──────── RECORD EXCERPTS

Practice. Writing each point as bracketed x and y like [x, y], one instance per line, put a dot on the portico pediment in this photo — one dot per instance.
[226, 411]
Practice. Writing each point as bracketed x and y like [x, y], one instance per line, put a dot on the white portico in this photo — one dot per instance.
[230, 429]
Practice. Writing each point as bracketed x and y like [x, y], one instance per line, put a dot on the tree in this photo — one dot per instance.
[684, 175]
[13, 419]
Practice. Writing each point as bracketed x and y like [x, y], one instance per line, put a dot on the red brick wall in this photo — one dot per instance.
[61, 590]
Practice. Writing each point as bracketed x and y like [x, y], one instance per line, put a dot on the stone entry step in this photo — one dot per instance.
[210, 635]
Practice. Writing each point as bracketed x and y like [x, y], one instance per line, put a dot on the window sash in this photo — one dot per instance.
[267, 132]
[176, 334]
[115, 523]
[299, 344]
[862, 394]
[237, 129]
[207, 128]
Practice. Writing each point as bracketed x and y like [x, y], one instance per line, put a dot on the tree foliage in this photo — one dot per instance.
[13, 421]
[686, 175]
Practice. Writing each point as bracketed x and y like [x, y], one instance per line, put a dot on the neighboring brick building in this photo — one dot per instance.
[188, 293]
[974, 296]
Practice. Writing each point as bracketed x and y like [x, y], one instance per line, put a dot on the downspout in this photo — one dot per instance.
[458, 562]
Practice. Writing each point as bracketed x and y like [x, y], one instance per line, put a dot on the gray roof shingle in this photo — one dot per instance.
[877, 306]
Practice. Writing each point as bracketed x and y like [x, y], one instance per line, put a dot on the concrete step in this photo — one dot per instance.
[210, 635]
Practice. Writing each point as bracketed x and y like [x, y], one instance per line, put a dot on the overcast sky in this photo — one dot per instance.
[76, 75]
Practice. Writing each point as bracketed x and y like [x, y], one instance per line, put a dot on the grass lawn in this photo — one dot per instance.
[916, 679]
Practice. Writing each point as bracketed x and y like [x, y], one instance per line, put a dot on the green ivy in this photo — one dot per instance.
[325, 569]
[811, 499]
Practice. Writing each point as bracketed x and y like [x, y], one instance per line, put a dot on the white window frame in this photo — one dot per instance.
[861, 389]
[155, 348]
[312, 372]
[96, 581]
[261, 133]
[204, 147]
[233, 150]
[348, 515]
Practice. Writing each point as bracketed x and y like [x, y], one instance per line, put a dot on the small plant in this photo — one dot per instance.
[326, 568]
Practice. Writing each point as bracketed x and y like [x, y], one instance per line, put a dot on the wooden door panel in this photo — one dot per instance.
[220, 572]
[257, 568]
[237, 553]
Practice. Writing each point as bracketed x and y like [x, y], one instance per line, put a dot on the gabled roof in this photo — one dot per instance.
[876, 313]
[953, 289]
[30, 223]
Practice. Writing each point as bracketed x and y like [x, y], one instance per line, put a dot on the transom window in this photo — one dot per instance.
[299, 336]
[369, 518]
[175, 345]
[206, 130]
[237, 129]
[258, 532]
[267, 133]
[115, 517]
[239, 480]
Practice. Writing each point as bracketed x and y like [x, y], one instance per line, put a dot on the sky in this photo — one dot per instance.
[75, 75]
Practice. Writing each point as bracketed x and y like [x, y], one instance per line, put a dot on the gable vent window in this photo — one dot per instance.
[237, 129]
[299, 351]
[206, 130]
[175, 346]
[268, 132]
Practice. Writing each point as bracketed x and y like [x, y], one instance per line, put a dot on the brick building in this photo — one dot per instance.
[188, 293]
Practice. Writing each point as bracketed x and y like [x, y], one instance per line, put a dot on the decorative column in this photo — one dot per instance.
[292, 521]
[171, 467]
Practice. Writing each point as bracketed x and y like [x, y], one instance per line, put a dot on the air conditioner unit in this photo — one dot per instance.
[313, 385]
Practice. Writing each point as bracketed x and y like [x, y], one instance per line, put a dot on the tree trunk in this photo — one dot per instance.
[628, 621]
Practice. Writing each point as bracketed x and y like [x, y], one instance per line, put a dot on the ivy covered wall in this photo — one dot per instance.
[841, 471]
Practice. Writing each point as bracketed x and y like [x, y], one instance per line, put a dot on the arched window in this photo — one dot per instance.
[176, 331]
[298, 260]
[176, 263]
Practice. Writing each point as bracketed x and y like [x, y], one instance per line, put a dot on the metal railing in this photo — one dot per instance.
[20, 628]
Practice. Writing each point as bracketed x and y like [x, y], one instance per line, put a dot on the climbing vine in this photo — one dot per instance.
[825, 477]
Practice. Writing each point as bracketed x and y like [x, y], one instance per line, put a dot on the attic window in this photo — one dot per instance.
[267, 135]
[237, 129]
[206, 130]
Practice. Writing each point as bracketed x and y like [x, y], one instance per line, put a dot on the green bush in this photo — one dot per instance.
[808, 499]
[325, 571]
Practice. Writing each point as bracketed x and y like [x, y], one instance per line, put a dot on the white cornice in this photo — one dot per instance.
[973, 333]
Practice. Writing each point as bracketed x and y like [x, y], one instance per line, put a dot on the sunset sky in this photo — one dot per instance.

────────────────

**OBJECTIVE**
Print out every entry, keeping each one exact.

**ANSWER TO THIS PROBLEM**
Practice. Writing each point as bracketed x and y like [x, y], one instance per line, put a dot on the portico pediment in this photo — one dot per instance.
[226, 411]
Practice. Writing each point as bracketed x and y like [x, y], one instance per line, put a dot on the white portico in this photo — one dot per instance.
[230, 429]
Practice. Writing each point as bracketed x and y like [x, y], one instance per line, put a dot on the tree in this photo — one dot per instance.
[684, 175]
[13, 419]
Practice. Writing each point as bracketed x and y like [x, y], one instance per line, put a dot on the red brick wall in this photo — one dot per instance.
[61, 590]
Practice. Writing each point as bracketed x and y like [x, y], one instance per line, put a dot on the stone entry step in this photo — one dot per instance.
[210, 635]
Practice. Writing each point as bracketed x and y like [x, y], one instance per line, put a dot on the window sash in this photo — one dot per instance.
[267, 132]
[176, 334]
[115, 523]
[299, 344]
[862, 394]
[237, 129]
[207, 128]
Practice. Writing each point as bracketed x and y like [x, y], one instance per line, put a dot on the tree foliage in this photo — one dot per instance.
[13, 421]
[686, 175]
Practice. Writing each point as bracketed x and y like [x, y], one instance per line, put a dot on the neighboring brick building in this photo — one dot per instance.
[188, 293]
[974, 296]
Practice. Writing each point as bracketed x and y like [x, y], one instance per line, put a dot on the downspout in this photo — one dot per instance.
[458, 562]
Practice. Writing each point as bracketed x and y like [x, y], one instance per line, put a dot on the gray roof shingle in this photo — one dot per instance.
[877, 306]
Practice. Writing each point as bracketed x and y like [x, y], one instance per line, put a dot on the concrete step in this photo — one dot per instance.
[210, 635]
Practice. Writing each point as bracketed x and y like [x, y], one instance per line, put a dot on the overcast sky in this photo — one dot per instance.
[76, 75]
Practice. Writing each point as bracketed x and y like [x, y], one instance per line, put a dot on the grass lawn in this photo — one dot per instance.
[916, 679]
Practice. Writing each point as bracketed x and y like [x, y], one instance per line, put a dot on the green ivy in this photo — one dot per instance.
[325, 569]
[811, 499]
Practice. Writing each point as bracketed x and y like [x, y], one instance per line, put a dot on the white window frame in this photo — one dot per instance.
[861, 389]
[155, 348]
[312, 372]
[96, 581]
[261, 133]
[204, 147]
[233, 150]
[348, 515]
Practice. Writing each point as bracketed x and y like [x, y], one instance per line, put a dot on the small plant in this photo — one dot per instance.
[326, 568]
Practice. Writing each point as bracketed x and y like [x, y], one instance per line, put a dot on the wooden door panel in this photo — one dot per instance.
[220, 572]
[257, 568]
[237, 553]
Practice. Writing each point as bracketed x and y like [x, y], one instance per line, put a dot on the gabled roof in this photo — one dot per instance.
[876, 313]
[953, 289]
[30, 223]
Practice. Writing each point as bracketed x and y like [x, y], one instance per line, put a dot on the transom window in this photo — one dot per instance.
[299, 336]
[369, 518]
[175, 345]
[206, 130]
[237, 129]
[258, 532]
[267, 133]
[115, 517]
[239, 480]
Practice. Writing each point as bracketed x and y like [x, y], one instance per line, put a dot on the sky in this photo — one dot per instance.
[75, 75]
Practice. Writing each point as bracketed x and y like [x, y], one instance per line, put a dot on the gable vent window in this photo — one dot per instance.
[237, 129]
[299, 351]
[206, 130]
[175, 346]
[268, 132]
Practice. Writing each point as bracketed x and y like [x, y], one instance per line, put a dot on the brick building in this photo — one dot per instance.
[188, 293]
Practice. Writing each point as bracketed x and y like [x, y], one instance per line, put a dot on the decorative column in this photo — one dot per instance.
[292, 521]
[171, 467]
Practice. Writing each point as bracketed x and y like [x, y], one instance per line, put a dot on the air conditioner unit in this photo — one dot per instance.
[313, 385]
Practice. Writing each point as bracketed x and y like [x, y], one instance per line, put a dot on the tree trunk in this photo — one dot per instance.
[628, 621]
Practice. Writing each point as bracketed x and y like [x, y], one instance per line, put a dot on the ivy covered wall in this photo — one dot per instance.
[841, 471]
Practice. Writing each point as bracketed x and y like [x, y], one instance per line, put a dot on the arched window in this photo — one dot per instance.
[176, 331]
[298, 260]
[176, 263]
Practice. Writing each point as bracketed x and y like [x, y], one instance per line, put a dot on the metal railing in this photo — one dot per instance.
[20, 628]
Practice. Writing each point as bracketed x and y like [x, y], one instance per line, put a dot on the climbing vine in this photo — one dot per instance.
[825, 477]
Practice. Writing each point as bracketed x and y like [x, y], one instance per line, put a dot on the attic window in this photo — one dot per instance.
[267, 135]
[237, 129]
[206, 130]
Practice. Writing each point as bracketed x and y like [x, y], one instance per line, put a dot on the green bush in this photo — one dot per instance.
[808, 499]
[325, 571]
Practice. Writing each point as bracketed x and y like [x, y], one instance per line, put a dot on the white cornice in this photo — one dot per instance.
[973, 333]
Practice. Writing each point as bracketed x and y like [x, y], one instance per line, put a dot on the sunset sky in this photo — one dot per instance.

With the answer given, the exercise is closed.